— Begin Supplied data —
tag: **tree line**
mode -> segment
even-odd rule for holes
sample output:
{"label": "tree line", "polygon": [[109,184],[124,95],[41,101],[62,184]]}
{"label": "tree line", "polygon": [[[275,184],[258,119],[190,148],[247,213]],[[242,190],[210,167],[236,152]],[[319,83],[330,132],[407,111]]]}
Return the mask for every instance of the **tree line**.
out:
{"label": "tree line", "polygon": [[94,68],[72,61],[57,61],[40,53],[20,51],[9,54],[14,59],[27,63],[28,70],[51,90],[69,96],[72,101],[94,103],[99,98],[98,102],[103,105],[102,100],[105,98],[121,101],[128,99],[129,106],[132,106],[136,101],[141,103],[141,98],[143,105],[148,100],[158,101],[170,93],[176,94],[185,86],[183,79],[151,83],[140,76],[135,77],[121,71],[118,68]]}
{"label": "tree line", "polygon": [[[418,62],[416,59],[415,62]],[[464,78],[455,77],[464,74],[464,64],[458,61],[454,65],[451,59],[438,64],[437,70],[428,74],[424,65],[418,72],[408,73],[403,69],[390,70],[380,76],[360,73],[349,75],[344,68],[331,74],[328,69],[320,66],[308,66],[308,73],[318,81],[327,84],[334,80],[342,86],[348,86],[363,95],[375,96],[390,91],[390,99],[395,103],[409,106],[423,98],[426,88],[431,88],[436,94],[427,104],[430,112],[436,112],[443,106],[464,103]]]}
— End Supplied data —
_The exercise_
Please reproduce the items above with "sample output" swapped for "reference output" and every other part left as it is.

_Worked solution_
tag: **tree line**
mode -> segment
even-odd rule for holes
reference output:
{"label": "tree line", "polygon": [[109,184],[124,95],[41,101],[62,184]]}
{"label": "tree line", "polygon": [[[275,184],[258,119],[190,148],[247,213]],[[242,190],[210,167],[236,152]],[[319,83],[330,132],[407,111]]]}
Return the mask for every instance of the **tree line**.
out:
{"label": "tree line", "polygon": [[94,68],[72,61],[57,61],[40,53],[20,51],[9,54],[14,59],[27,63],[28,70],[51,90],[69,96],[72,101],[94,103],[99,98],[98,102],[103,105],[102,100],[105,98],[121,101],[128,99],[129,106],[132,106],[136,101],[141,103],[141,98],[143,105],[148,100],[158,101],[170,93],[176,94],[185,86],[183,79],[151,83],[140,76],[135,77],[121,71],[118,68]]}
{"label": "tree line", "polygon": [[[418,62],[416,59],[415,62]],[[464,78],[455,77],[464,74],[464,64],[458,61],[454,65],[451,59],[438,64],[437,70],[428,74],[424,65],[418,72],[408,73],[403,69],[390,70],[380,76],[360,73],[349,75],[344,68],[331,74],[328,69],[320,66],[308,66],[308,73],[318,81],[327,84],[334,80],[342,86],[348,86],[363,95],[375,96],[390,91],[390,99],[395,103],[409,106],[423,98],[426,88],[431,88],[436,94],[427,104],[430,112],[436,112],[443,106],[464,103]]]}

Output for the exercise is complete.